## Problem to work on
Reproduce the whole listing below line for line, leaving out the picture.

## Data supplied
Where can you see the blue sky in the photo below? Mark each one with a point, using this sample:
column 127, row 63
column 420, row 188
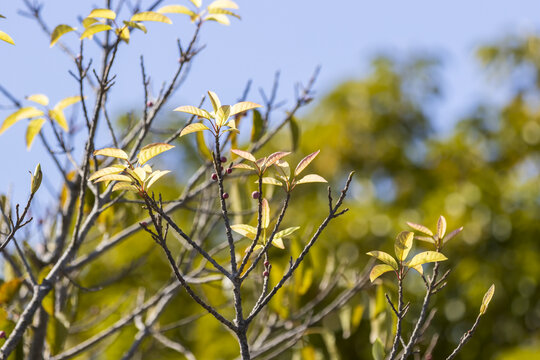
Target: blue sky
column 293, row 36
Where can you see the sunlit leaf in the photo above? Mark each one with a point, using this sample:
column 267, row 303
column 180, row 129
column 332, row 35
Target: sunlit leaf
column 151, row 16
column 112, row 152
column 487, row 298
column 5, row 37
column 378, row 270
column 305, row 162
column 265, row 221
column 420, row 228
column 385, row 258
column 94, row 29
column 245, row 230
column 39, row 99
column 426, row 257
column 403, row 244
column 311, row 178
column 22, row 113
column 194, row 111
column 59, row 31
column 193, row 128
column 244, row 154
column 34, row 127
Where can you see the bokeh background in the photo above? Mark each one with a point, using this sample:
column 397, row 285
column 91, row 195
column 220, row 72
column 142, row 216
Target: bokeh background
column 435, row 106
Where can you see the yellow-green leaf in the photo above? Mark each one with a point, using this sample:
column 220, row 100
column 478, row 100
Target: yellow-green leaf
column 151, row 150
column 378, row 270
column 385, row 258
column 34, row 127
column 487, row 299
column 5, row 37
column 39, row 99
column 151, row 16
column 403, row 244
column 426, row 257
column 194, row 111
column 193, row 128
column 58, row 116
column 112, row 152
column 265, row 221
column 22, row 113
column 175, row 9
column 94, row 29
column 305, row 162
column 102, row 13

## Correct result
Where can you see the blue sky in the photo below? Mark each one with a point, using this sample:
column 127, row 63
column 420, row 188
Target: blue sky
column 293, row 36
Where can you see the sunlit leaf in the photo above? Mark each one with a point, using this sample:
column 267, row 303
column 180, row 129
column 332, row 35
Target: sunlit leaf
column 151, row 16
column 112, row 152
column 487, row 298
column 5, row 37
column 378, row 270
column 305, row 162
column 265, row 221
column 420, row 228
column 385, row 258
column 94, row 29
column 245, row 230
column 39, row 99
column 426, row 257
column 403, row 244
column 311, row 178
column 22, row 113
column 194, row 111
column 59, row 31
column 193, row 128
column 244, row 154
column 34, row 127
Where can you see the bokeh background in the photo above? Mark each one with a point, using this sample:
column 397, row 285
column 91, row 195
column 220, row 72
column 142, row 216
Target: bokeh background
column 435, row 106
Where can you see the yellow-green leaf in the photo above? Mark each one with a point, using this sample:
column 220, row 100
column 478, row 100
Target: yellow-green leaf
column 151, row 150
column 378, row 270
column 385, row 258
column 34, row 127
column 487, row 299
column 5, row 37
column 39, row 99
column 151, row 16
column 403, row 244
column 426, row 257
column 194, row 111
column 193, row 128
column 58, row 116
column 112, row 152
column 265, row 221
column 22, row 113
column 175, row 9
column 94, row 29
column 305, row 162
column 102, row 13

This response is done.